* _DOCUMENT SECTION_:
· · · · ·

2026 NCAA Women's Wrestling Championships
- Season: 2025–26
- Teams: 52
- Format: Double-elimination
- Finals site: Xtream Arena Coralville, Iowa
- Champions: McKendree (1st title)
- Runner-up: Iowa
- Winning coach: Alexio Garcia (1st title)
- OW: Audrey Jimenez (Lehigh)
- Attendance: 1,991 (session I) 2,047 (session II) 2,166 (session III) 2,383 (session IV) 8,587 (Total Combined Attendance)
- Television: ESPN+ ESPNU

= 2026 NCAA Women's Wrestling Championships =

American collegiate wrestling tournament

The 2026 NCAA Women's Wrestling Championships was the 1st annual NCAA Women's Wrestling Championship that took place from March 6–7, 2026 at Xtream Arena in Coralville, Iowa.

McKendree won its first national team title under head coach Alexio Garcia at the inaugural NCAA Women's Wrestling Championship. The Bearcats finished ahead of runner-up Iowa in a closely contested team race, winning 171–166. McKendree entered the championship as the top-ranked team after overtaking Iowa for the No. 1 position in the national coaches poll ahead of nationals.

McKendree and Iowa each crowned three individual national champions. McKendree's Yu Sakamoto, Cameron Guerin, and Tristan Kelly, along with Iowa's Valarie Solorio, Kennedy Blades, and Kylie Welker, won national titles in their respective weight classes. Guerin became the first wrestler in collegiate women's wrestling history to win five national championships. Four additional schools produced individual champions: Lehigh's Audrey Jimenez won the 110-pound title and was named the tournament's Outstanding Wrestler; Quincy's Xochitl Mota-Pettis won at 124 pounds; Grand Valley State's Katerina Lange captured the 138-pound title; and North Central's Bella Mir won the 145-pound championship by fall.

· · · · ·

* _WHAT IS EXPECTED_: Can you duplicate the championships article word for word, everything from "- Attendance: 1,991" down to "in Coralville, Iowa."?

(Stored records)
· · · · ·

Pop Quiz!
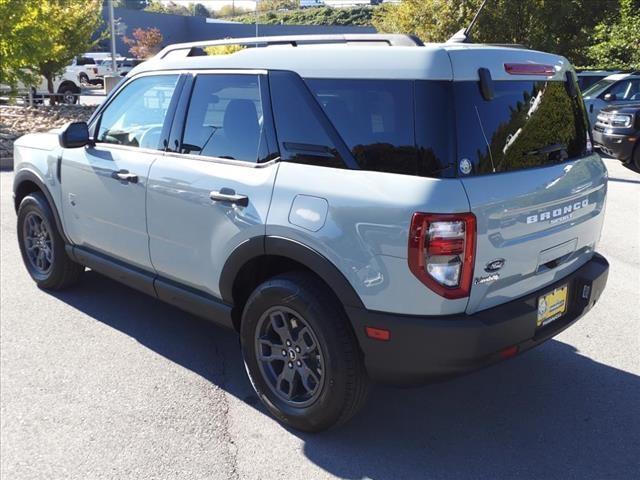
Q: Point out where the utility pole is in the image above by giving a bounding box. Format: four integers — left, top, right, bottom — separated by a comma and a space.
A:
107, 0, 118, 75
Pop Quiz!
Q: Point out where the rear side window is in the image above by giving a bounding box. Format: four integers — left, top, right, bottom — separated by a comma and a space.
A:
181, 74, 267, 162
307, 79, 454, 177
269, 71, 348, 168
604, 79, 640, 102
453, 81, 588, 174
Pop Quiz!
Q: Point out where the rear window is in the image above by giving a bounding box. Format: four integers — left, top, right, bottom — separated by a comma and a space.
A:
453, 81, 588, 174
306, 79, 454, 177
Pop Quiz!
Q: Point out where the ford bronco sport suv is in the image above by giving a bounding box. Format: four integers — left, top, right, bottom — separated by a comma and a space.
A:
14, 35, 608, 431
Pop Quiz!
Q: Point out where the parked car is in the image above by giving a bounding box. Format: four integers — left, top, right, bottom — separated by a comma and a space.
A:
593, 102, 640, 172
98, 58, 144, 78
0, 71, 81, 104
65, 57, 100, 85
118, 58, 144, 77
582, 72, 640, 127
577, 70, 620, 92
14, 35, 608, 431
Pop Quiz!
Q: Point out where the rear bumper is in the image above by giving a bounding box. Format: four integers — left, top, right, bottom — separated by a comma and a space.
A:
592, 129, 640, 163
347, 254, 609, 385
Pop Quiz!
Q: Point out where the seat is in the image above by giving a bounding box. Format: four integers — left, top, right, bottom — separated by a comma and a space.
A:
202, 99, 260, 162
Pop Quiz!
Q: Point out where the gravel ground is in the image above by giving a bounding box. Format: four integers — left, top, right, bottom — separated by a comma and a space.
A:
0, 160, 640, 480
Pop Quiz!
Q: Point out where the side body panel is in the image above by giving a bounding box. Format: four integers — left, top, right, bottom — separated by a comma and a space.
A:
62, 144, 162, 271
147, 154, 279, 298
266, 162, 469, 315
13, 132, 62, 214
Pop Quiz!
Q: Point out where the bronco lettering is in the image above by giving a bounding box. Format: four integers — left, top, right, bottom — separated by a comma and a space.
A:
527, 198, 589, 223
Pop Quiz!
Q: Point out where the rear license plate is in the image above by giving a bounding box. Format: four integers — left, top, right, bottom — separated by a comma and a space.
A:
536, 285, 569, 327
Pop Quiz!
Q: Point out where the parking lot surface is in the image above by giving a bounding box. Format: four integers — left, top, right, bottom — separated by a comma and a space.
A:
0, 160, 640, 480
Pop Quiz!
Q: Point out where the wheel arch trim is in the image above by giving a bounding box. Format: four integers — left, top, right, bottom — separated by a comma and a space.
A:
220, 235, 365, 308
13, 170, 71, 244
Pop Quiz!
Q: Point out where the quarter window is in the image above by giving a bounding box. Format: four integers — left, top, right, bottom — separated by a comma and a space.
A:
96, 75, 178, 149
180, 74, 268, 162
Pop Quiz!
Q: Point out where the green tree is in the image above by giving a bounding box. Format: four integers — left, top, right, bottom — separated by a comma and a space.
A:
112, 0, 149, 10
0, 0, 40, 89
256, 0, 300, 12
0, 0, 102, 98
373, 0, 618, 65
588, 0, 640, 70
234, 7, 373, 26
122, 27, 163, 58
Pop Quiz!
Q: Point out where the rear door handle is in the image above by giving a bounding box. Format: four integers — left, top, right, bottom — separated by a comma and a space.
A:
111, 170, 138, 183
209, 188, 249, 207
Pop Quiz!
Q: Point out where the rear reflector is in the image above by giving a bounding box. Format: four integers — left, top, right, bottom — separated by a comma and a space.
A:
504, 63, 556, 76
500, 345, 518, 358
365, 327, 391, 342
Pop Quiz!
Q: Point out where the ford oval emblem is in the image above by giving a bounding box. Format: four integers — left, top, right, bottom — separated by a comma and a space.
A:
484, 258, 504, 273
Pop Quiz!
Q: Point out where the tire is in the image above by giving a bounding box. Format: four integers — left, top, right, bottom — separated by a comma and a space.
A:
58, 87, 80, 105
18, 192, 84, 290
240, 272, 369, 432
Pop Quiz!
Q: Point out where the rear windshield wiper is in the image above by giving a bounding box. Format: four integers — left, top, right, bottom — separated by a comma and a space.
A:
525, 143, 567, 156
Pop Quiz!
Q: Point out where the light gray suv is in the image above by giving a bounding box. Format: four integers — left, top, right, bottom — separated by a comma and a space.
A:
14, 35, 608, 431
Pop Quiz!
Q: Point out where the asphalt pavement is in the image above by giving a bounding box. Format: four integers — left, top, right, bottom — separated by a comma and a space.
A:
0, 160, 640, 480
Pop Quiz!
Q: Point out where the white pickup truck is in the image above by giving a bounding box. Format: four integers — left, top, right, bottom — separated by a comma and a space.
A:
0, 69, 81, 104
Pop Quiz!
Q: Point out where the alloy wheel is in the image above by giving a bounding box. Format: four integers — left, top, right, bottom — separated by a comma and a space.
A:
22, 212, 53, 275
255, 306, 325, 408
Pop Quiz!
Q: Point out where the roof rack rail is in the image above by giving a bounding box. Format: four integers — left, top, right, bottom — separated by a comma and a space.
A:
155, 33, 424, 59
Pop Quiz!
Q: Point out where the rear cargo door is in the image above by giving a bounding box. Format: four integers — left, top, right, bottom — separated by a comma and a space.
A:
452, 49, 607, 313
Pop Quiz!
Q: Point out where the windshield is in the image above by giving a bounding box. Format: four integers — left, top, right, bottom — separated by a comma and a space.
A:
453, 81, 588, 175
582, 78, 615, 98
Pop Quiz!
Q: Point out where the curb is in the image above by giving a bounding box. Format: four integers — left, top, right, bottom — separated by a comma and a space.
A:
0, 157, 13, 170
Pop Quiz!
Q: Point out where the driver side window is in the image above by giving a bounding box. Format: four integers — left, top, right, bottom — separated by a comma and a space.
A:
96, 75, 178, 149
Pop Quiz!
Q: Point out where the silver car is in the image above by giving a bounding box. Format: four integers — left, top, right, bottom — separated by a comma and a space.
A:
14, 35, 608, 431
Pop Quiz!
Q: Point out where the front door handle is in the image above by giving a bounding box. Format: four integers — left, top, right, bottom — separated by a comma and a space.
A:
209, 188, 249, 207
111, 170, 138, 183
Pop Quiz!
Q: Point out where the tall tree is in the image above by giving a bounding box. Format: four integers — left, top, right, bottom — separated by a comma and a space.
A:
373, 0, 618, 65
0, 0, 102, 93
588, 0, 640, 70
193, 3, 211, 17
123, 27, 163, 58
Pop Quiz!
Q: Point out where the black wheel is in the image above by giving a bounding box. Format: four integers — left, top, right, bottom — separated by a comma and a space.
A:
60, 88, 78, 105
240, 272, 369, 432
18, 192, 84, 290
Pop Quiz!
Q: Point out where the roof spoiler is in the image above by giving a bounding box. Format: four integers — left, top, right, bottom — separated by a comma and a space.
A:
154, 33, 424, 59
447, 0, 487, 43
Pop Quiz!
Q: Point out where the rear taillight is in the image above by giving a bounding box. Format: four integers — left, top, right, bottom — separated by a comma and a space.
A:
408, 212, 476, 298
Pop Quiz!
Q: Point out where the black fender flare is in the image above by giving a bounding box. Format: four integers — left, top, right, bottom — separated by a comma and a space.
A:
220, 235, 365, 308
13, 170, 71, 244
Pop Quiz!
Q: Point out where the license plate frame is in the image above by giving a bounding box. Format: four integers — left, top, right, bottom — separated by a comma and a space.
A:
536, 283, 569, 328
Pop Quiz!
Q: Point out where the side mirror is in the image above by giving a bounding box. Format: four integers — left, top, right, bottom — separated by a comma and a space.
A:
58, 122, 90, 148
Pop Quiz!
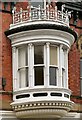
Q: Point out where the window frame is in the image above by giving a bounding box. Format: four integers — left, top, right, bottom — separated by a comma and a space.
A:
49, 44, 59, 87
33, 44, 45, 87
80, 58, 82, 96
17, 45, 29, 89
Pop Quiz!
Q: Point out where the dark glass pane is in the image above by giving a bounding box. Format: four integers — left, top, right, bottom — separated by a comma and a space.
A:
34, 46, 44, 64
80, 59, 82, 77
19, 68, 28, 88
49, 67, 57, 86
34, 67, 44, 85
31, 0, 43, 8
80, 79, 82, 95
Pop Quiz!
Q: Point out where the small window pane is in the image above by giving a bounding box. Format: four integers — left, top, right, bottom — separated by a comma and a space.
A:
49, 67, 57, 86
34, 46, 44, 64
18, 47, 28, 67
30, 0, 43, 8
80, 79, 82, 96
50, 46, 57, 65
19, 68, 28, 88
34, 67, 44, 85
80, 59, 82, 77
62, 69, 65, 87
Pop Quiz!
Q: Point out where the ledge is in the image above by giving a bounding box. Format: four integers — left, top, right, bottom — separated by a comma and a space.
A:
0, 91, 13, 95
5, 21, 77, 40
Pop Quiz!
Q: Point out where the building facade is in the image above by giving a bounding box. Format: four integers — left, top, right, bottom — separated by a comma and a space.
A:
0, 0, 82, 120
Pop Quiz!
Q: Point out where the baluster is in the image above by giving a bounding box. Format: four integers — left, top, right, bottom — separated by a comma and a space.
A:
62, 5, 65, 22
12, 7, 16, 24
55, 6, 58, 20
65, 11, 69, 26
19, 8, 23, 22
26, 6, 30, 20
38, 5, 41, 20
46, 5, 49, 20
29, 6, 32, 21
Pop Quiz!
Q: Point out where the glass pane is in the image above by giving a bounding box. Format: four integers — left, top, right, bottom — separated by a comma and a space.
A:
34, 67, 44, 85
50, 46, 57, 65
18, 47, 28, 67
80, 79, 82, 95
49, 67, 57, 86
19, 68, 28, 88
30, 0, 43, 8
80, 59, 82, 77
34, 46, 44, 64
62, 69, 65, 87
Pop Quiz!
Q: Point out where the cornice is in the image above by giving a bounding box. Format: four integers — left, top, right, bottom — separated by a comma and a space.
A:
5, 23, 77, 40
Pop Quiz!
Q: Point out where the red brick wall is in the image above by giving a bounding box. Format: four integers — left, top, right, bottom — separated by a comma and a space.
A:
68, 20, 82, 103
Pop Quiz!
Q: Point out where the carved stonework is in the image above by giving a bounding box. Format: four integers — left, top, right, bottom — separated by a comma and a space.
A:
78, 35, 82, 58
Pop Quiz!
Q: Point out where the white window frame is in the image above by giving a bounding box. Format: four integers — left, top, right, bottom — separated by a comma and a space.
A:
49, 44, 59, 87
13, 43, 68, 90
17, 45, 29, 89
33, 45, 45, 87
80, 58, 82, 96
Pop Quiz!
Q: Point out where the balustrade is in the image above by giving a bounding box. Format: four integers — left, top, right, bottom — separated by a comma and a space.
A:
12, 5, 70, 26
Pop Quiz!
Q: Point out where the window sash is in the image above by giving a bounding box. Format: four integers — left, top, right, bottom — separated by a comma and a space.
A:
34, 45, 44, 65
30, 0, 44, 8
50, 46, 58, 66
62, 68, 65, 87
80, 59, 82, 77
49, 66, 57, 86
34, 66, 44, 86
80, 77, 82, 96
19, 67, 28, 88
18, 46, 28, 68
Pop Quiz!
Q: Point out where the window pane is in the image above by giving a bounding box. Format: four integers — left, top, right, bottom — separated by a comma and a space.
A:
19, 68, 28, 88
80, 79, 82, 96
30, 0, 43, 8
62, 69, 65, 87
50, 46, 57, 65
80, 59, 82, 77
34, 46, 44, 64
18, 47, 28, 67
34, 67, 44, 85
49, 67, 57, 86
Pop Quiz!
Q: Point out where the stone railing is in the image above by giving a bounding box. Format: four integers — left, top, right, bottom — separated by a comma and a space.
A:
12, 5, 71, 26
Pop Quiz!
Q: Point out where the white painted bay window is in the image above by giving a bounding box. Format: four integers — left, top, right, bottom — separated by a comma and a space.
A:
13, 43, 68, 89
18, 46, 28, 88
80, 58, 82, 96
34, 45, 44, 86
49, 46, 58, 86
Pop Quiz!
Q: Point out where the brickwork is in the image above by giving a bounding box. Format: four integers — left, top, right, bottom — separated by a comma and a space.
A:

· · · · ·

* _ANSWER TO THIS EXERCISE_:
- Attendance: 1,991 (session I) 2,047 (session II) 2,166 (session III) 2,383 (session IV) 8,587 (Total Combined Attendance)
- Television: ESPN+ ESPNU

= 2026 NCAA Women's Wrestling Championships =

American collegiate wrestling tournament

The 2026 NCAA Women's Wrestling Championships was the 1st annual NCAA Women's Wrestling Championship that took place from March 6–7, 2026 at Xtream Arena in Coralville, Iowa.